* DESCRIPTION OF THE TASK
Reproduce every line of the material below verbatim, preserving its original order.

(Stored items)

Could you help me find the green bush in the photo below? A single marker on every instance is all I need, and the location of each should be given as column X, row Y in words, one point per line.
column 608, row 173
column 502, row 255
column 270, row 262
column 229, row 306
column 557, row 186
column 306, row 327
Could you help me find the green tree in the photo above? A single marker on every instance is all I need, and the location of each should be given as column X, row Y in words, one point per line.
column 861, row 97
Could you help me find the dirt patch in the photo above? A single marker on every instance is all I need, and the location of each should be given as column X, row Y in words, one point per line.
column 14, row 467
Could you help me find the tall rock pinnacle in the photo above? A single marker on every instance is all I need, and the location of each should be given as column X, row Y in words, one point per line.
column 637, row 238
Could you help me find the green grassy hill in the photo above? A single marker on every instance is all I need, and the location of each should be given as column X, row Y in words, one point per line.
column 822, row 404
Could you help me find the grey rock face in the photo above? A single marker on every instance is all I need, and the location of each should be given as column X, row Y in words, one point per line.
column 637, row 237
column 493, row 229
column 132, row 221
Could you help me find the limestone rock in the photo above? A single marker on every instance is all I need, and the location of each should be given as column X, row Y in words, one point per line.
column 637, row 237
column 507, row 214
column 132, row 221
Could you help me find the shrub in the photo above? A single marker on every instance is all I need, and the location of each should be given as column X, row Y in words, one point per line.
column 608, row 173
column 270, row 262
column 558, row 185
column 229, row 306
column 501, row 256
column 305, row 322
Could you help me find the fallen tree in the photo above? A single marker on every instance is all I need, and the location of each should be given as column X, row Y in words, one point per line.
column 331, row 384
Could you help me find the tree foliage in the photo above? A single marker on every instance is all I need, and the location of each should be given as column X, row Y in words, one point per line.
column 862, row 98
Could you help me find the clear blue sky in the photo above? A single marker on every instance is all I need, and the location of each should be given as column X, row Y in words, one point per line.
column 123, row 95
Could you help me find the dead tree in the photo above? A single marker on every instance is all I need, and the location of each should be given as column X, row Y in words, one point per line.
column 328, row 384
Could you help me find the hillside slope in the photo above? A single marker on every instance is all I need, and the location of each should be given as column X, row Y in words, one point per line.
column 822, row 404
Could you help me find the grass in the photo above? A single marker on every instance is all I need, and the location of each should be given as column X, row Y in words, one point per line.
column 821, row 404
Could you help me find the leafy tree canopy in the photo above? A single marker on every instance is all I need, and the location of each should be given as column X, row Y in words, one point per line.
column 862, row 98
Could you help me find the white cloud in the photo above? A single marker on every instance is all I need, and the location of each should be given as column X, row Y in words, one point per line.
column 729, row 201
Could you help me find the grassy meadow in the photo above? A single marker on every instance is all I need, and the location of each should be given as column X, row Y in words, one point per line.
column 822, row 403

* RESULT
Could you help me find the green bush in the photo below? A single marker on every instance is all I need, and the location of each should be given as column X, row Y in words, one point per line.
column 608, row 173
column 502, row 255
column 270, row 262
column 229, row 306
column 557, row 186
column 306, row 327
Could you help me find the green tree in the photo above? A single marker on every instance is all I need, and the location of each should be given as column X, row Y in words, one point per line.
column 861, row 97
Could you help me find the dirt patch in the photo above? A single marker on every instance is all I need, and the location of each should be given as column X, row Y in words, one point per line.
column 14, row 467
Could you help me find the tall rock pinnacle in the photo above? A single marker on every instance is all I need, and the location of each should be given as column X, row Y in words, one point per line.
column 637, row 238
Could you help me find the green grassy hill in the photo above? A single marker on every instance is all I need, and the location of each should be given as column X, row Y in words, one point per line.
column 822, row 404
Could you help me find the grey rock face in the photo above? A single marker on every instance is all I need, and the location of each should be given as column X, row Y in words, one point per line.
column 637, row 237
column 493, row 229
column 132, row 221
Could you help me find the limestone rock in the photo above? A single marker on every instance is all I need, and the location of each should be given as column X, row Y in words, one point per line.
column 637, row 237
column 507, row 214
column 132, row 221
Could you help me find the shrub in the photo above? A single marker on every instance is all I need, and the location of each should be given as column X, row Y in words, one point per line.
column 608, row 173
column 270, row 262
column 558, row 185
column 229, row 306
column 501, row 256
column 305, row 322
Could you help me find the fallen tree in the photo above? A single marker on every instance is all I need, and the location of each should be given as column X, row Y in words, one point per line.
column 331, row 384
Could you help me find the tree foliage in the photo above? A single marker on every instance is all I need, and the location of each should be given as column X, row Y in words, one point per line.
column 862, row 98
Could you help me find the clear blue sky in the photo above? A single marker on every instance is all I need, and the location of each should be given as column X, row Y in words, one point per line.
column 123, row 95
Could you help me find the dead tree in the photo above? A single marker on every instance is all I need, and the location of each should be given as column X, row Y in words, one point per line.
column 328, row 384
Could you help me find the hillside slope in the photo above? A single marker on every instance is all I need, and the location of each should be given as column X, row Y in words, one point per line.
column 822, row 404
Could you help me find the grass in the photo above? A single marker on every instance is all I need, and the location of each should be given as column X, row Y in words, one point per line.
column 821, row 404
Could you help me find the leafy tree canopy in the photo above? A single marker on every instance is all I need, and the location of each should be given as column X, row Y in words, one point per line.
column 862, row 98
Could you help me find the white cloud in the photo above? A single marker on every instance is all I need, and the location of each should be given as column X, row Y in words, one point per line.
column 729, row 201
Could you help me find the grassy meadow in the photo above? A single marker on every instance is all I need, and the location of each should be given as column X, row Y in words, one point per line.
column 822, row 403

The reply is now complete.